Work instructions: Every entry must be printed again exactly, with nothing left out.

### Data for this exercise ###

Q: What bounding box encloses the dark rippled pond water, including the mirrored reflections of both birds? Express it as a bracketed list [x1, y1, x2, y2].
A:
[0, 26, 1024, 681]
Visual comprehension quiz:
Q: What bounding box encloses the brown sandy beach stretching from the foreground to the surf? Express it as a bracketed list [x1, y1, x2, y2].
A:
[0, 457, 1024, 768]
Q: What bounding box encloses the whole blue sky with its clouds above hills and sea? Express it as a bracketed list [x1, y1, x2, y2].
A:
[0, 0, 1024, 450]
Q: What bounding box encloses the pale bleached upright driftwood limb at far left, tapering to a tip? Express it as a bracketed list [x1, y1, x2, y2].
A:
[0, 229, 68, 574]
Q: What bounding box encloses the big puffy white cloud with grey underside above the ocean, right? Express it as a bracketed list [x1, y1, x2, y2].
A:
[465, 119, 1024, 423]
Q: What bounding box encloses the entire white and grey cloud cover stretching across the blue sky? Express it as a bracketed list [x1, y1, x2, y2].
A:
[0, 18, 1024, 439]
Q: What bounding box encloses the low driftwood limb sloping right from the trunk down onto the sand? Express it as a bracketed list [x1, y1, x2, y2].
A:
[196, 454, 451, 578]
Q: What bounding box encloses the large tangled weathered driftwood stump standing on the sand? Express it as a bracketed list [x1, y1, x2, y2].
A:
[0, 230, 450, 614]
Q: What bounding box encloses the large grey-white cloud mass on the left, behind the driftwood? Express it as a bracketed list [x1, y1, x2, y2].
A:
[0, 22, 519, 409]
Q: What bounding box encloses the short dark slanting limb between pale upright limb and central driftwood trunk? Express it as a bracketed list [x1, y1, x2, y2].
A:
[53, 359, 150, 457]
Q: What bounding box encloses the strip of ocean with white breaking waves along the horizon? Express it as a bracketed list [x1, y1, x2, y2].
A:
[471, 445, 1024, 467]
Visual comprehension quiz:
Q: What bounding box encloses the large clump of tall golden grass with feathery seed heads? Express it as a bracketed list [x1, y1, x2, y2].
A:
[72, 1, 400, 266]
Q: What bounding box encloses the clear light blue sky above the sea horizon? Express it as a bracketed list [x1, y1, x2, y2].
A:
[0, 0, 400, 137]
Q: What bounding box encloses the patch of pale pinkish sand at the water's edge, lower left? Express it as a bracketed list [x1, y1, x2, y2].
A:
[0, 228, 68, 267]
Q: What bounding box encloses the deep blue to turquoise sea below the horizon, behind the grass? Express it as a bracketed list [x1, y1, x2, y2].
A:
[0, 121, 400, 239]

###

Solution to the exercise:
Q: What bounding box encloses the dark rippled pond water, including the mirrored reflections of both birds? Express it as a bracketed list [x1, y1, x2, y2].
A:
[0, 26, 1024, 681]
Visual comprehension quiz:
Q: What bounding box encloses the brown sandy beach stretching from the foreground to the surf? Express it as a bracketed list [x1, y1, x2, y2].
A:
[0, 457, 1024, 768]
Q: What bounding box encloses the whole blue sky with its clouds above hills and sea? Express it as a bracketed list [x1, y1, x2, y2].
A:
[0, 0, 1024, 450]
Q: What bounding box encloses the pale bleached upright driftwood limb at far left, tapering to a tip? Express it as a bracketed list [x1, y1, x2, y2].
A:
[0, 229, 68, 574]
Q: What bounding box encloses the big puffy white cloud with grey underside above the ocean, right? Express it as a bracketed list [x1, y1, x2, y2].
A:
[465, 119, 1024, 423]
Q: What bounding box encloses the entire white and grey cloud cover stretching across the blue sky? Express it as a bracketed list [x1, y1, x2, y2].
A:
[0, 18, 1024, 439]
Q: What bounding box encloses the low driftwood limb sloping right from the trunk down onto the sand? Express it as a bracketed list [x1, y1, x2, y2].
A:
[196, 454, 451, 578]
Q: What bounding box encloses the large tangled weathered driftwood stump standing on the sand? Express it as a bracketed list [x1, y1, x2, y2].
A:
[0, 230, 450, 614]
Q: What bounding box encloses the large grey-white cloud mass on the left, behind the driftwood? Express it as a bracketed list [x1, y1, x2, y2].
A:
[0, 22, 519, 409]
Q: What bounding box encloses the short dark slanting limb between pale upright limb and central driftwood trunk? Express it as a bracketed list [x1, y1, x2, y2].
A:
[53, 359, 150, 457]
Q: What bounding box encloses the strip of ocean with white breaking waves along the horizon? Express it as a bracketed list [x1, y1, x2, y2].
A:
[471, 445, 1024, 467]
Visual comprehension quiz:
Q: What bounding box encloses the large clump of tall golden grass with feathery seed heads? Express it as a bracketed list [x1, y1, x2, y2].
A:
[72, 1, 400, 266]
Q: What bounding box encloses the clear light blue sky above the sea horizon? Express it as a bracketed list [x1, y1, x2, y2].
A:
[0, 0, 400, 137]
Q: What bounding box encloses the patch of pale pinkish sand at the water's edge, lower left? Express it as a bracketed list [x1, y1, x2, y2].
A:
[0, 228, 68, 267]
Q: What bounding box encloses the deep blue to turquoise sea below the horizon, behind the grass? Express it as a bracketed list [x1, y1, x2, y2].
A:
[0, 121, 400, 239]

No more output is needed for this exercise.